BRIEF 1 :: According to the recap, what words does the Angel of the Waters statue speak to Michaela Stone?
BRIEF 2 :: Rewrite everything in the recap from "In the preview" down to "Air Flight 828.", changing "eerie" to "unsettling".
BRIEF 3 :: List every actor named in parentheses in the recap.

STUDY TEXT ::
=== Begin Enclosure ===
Those outcomes, however, occurred when the passengers interpreted the voices and/or hallucinations correctly. In episode four, “Unclaimed Baggage,” we see the potential consequences that occur when the passengers, specifically Michaela Stone, don’t immediately know what the voices and hallucinations are leading them to.

Michaela Stone and Bahl in this episode see similar hallucinations, a gray statue resembling the Angel of the Waters, a statue that is at the top of Bethesda Fountain in Central Park. While staking out a house on a Bureau of Alcohol, Tobacco, Firearms and Explosives (ATF) operation with her ex-fiancé, Jared Vasquez (J. R. Ramirez), Michaela Stone sees the Angel of the Waters, and the statue says, “Save him.” She immediately becomes frantic, thinking the person they have to save is the ATF agent who was already undercover in the house (Michaela Stone and Vasquez were waiting for his cue to leave the car and enter the house.) Unfortunately, the agent was not in any immediate danger, and Michaela Stone’s premature decision based on her hallucination resulted in a foiled operation. Vasquez, who appears to still deeply care for Michaela Stone even though she refuses to tell him about these voices and hallucinations, ended up taking the fall for her, and his job is consequently in jeopardy.

Bahl’s and Michaela Stone’s hallucinations were actually for Thomas (Sheldon Best), a Jamaican stowaway on the flight who was smuggled onto the plane by Bethany (Mugga), a flight attendant. Bethany had secretly brought Thomas onto the plane in hopes to unite him with her cousin Leo, as the pair was deeply in love.

Because of the circumstances in which Thomas had gotten on the plane, when Bethany learned the flight would be met by National Security Agency (NSA) agents upon its landing, she told Thomas to climb onto the landing gear, jump off, and run. Thomas was inevitably not present when NSA director Robert Vance (Daryl Edwards) explained to all the flight crew and passengers that five and a half years had passed. Consequently, Thomas, now separated from Bethany and being in a foreign land where he didn’t know anyone, began to behave erratically in public. He was brought into the hospital where Bahl worked under the assumption that he had some sort of mental illness.

Michaela Stone, Bethany, and Bahl eventually connect the dots. Upon learning of Thomas’ escape from the hospital, they head to the Bethesda Fountain, the place Thomas and Leo had planned to meet five and a half years ago. That should be considered a success based on the Angel of the Waters hallucinations… right?

That may be the case when it comes to Thomas, but not for Vasquez. Toward the end of the episode, Ben points out to Michaela that Vasquez is in danger of being reprimanded by the NYPD as a result of her initial blunder in interpreting the meaning of her hallucination. Ben goes on to state how dangerous it may be for them to follow these voices “blindly,” to which Michaela responds, “I don’t think we have a choice.”

This raises an excellent point: none of the passengers have thus far been able to resist following these voices and hallucinations. Everyone is not only overtaken by these seemingly higher, powerful forces, but they all just assume that these forces are inherently “good.” What if they aren’t?

In the preview of the next episode, “Connecting Flights,” we see that Cal Stone (Jack Messina), Ben’s son who’s being treated for his cancer through treatment developed from Bahl’s research, is the centerpiece of these voices and/or hallucinations. Toward the end of episode two, “Reentry,” Cal was previously seen sketching an eerie shadow in a drawing of his family. Perhaps “Connecting Flights” will elaborate more on what this shadow means for Cal, the rest of his family, and the passengers and crew from Montego Air Flight 828.
=== End Enclosure ===
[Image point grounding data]
=== Begin Enclosure ===
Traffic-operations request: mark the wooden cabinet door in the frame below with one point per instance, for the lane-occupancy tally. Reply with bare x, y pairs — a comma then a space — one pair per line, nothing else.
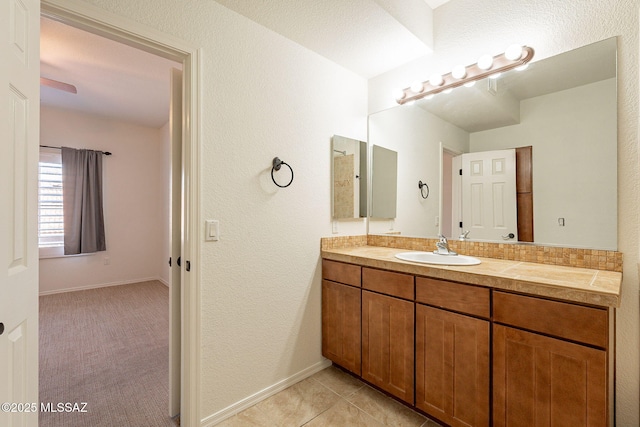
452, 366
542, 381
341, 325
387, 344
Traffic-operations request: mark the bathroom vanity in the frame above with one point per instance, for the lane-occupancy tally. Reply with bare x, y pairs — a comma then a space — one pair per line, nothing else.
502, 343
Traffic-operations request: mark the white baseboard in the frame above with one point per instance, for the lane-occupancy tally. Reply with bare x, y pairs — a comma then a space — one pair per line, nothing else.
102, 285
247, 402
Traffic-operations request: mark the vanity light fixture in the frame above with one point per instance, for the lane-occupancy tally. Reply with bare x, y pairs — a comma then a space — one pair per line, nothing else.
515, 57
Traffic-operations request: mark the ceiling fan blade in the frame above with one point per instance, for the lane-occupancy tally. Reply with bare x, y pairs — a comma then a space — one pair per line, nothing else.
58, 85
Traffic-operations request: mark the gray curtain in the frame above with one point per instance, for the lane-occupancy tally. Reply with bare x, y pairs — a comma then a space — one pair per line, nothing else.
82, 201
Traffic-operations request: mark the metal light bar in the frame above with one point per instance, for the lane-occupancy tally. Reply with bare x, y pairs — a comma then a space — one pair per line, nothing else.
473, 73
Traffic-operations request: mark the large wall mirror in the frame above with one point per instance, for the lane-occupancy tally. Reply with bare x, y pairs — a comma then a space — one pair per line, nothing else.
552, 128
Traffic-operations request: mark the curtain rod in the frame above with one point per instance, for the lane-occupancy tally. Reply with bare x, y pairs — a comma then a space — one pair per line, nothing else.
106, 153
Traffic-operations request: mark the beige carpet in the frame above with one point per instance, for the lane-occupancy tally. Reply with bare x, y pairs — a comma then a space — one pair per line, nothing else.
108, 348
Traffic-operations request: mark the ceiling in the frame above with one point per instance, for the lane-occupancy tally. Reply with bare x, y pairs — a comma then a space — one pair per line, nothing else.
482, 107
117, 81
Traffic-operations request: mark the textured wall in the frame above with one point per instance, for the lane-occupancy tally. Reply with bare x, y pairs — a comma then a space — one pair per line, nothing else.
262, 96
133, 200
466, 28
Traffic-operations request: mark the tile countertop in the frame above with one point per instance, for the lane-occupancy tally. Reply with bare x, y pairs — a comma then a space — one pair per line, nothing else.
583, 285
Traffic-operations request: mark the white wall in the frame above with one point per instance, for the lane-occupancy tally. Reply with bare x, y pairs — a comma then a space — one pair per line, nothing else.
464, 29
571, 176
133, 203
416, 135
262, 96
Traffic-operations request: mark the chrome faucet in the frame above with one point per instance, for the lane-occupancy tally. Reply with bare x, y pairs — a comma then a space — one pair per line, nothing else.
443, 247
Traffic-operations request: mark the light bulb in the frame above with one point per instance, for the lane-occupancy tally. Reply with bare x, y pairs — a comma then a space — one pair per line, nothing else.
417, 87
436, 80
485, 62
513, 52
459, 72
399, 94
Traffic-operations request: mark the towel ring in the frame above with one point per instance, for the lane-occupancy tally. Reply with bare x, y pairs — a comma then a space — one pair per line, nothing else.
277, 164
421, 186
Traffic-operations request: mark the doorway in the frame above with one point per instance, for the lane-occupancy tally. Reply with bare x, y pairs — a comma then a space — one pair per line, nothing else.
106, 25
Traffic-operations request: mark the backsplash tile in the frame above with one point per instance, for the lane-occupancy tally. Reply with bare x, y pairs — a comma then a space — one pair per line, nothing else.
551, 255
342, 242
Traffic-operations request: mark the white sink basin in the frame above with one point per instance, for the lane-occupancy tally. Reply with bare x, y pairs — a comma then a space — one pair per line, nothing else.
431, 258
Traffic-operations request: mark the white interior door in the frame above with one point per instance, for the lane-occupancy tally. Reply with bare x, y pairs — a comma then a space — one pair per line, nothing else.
=== End Enclosure ===
YOUR SOLUTION 1 :: "Save him."

YOUR SOLUTION 2 ::
In the preview of the next episode, “Connecting Flights,” we see that Cal Stone (Jack Messina), Ben’s son who’s being treated for his cancer through treatment developed from Bahl’s research, is the centerpiece of these voices and/or hallucinations. Toward the end of episode two, “Reentry,” Cal was previously seen sketching an unsettling shadow in a drawing of his family. Perhaps “Connecting Flights” will elaborate more on what this shadow means for Cal, the rest of his family, and the passengers and crew from Montego Air Flight 828.

YOUR SOLUTION 3 :: J. R. Ramirez, Sheldon Best, Mugga, Daryl Edwards, Jack Messina